■ Referring expression pointing data ■

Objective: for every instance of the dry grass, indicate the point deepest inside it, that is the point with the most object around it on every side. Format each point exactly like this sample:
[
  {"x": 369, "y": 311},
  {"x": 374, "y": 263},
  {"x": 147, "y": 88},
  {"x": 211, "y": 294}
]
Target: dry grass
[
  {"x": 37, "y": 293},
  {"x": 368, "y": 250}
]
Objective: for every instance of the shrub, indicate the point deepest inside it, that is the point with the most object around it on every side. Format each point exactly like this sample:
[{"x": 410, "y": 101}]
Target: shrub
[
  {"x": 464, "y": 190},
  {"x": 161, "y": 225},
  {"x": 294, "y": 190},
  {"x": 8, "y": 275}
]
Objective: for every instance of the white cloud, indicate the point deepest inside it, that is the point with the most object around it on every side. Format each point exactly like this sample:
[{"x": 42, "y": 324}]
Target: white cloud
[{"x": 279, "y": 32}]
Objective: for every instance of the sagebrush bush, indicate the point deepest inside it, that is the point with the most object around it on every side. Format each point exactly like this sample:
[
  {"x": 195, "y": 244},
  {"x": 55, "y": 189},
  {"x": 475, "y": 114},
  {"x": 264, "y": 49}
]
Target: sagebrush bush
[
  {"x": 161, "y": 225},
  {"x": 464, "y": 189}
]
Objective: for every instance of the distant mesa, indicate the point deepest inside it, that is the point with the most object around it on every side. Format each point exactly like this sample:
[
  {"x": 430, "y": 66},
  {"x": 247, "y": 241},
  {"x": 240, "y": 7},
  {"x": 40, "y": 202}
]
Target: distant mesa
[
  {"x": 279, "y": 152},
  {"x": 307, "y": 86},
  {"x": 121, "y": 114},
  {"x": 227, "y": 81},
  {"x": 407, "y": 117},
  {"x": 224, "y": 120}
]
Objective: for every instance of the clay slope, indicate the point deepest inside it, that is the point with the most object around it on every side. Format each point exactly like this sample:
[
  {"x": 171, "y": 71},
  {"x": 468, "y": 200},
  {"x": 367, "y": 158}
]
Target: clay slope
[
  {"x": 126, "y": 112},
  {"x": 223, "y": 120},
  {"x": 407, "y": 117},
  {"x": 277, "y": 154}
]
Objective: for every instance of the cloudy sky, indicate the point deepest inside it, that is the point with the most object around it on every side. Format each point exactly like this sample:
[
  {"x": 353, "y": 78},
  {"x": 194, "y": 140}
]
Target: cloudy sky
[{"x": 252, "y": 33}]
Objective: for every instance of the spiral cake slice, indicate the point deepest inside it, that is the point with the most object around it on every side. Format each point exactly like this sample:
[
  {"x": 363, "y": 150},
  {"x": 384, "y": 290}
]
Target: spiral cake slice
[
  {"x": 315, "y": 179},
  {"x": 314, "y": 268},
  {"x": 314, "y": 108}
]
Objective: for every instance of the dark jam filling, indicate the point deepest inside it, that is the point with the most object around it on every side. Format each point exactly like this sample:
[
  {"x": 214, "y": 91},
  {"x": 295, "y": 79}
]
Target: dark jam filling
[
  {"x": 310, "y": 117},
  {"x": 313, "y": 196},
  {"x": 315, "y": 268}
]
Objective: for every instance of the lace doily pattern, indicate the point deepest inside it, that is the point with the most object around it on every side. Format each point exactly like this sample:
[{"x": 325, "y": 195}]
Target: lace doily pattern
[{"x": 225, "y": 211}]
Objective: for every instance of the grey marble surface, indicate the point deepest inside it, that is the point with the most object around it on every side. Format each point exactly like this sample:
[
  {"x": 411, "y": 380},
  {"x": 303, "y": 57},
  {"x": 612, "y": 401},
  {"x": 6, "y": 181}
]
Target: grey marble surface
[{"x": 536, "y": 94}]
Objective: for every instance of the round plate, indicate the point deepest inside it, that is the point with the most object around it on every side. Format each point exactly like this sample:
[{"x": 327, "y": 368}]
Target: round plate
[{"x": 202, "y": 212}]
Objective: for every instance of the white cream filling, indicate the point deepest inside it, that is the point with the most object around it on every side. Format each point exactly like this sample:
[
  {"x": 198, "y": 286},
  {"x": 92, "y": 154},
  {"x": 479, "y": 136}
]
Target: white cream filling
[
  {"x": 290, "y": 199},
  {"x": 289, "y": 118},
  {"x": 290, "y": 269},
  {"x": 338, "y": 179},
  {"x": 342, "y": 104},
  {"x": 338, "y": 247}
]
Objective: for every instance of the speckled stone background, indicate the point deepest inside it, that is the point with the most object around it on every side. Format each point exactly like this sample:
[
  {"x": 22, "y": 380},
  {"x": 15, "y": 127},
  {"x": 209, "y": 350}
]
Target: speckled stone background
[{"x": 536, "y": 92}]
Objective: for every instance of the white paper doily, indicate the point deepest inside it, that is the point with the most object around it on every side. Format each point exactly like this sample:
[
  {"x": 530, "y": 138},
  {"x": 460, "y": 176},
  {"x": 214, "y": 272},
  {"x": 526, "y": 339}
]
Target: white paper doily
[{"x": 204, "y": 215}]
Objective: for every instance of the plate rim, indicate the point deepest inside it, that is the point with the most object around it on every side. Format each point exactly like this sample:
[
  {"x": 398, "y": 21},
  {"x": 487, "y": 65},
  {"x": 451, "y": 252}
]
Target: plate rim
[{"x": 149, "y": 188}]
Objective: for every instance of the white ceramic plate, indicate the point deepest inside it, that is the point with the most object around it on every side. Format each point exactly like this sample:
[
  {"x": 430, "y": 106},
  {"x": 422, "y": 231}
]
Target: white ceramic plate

■ Goal of the exercise ■
Search the data for "ceramic". Copy every line that has it.

■ Written answer ■
Objective: for every instance of the white ceramic plate, indicate the point deepest inside it, that is the point with the most object around it on every side. Format each point exactly like this sample:
Target: white ceramic plate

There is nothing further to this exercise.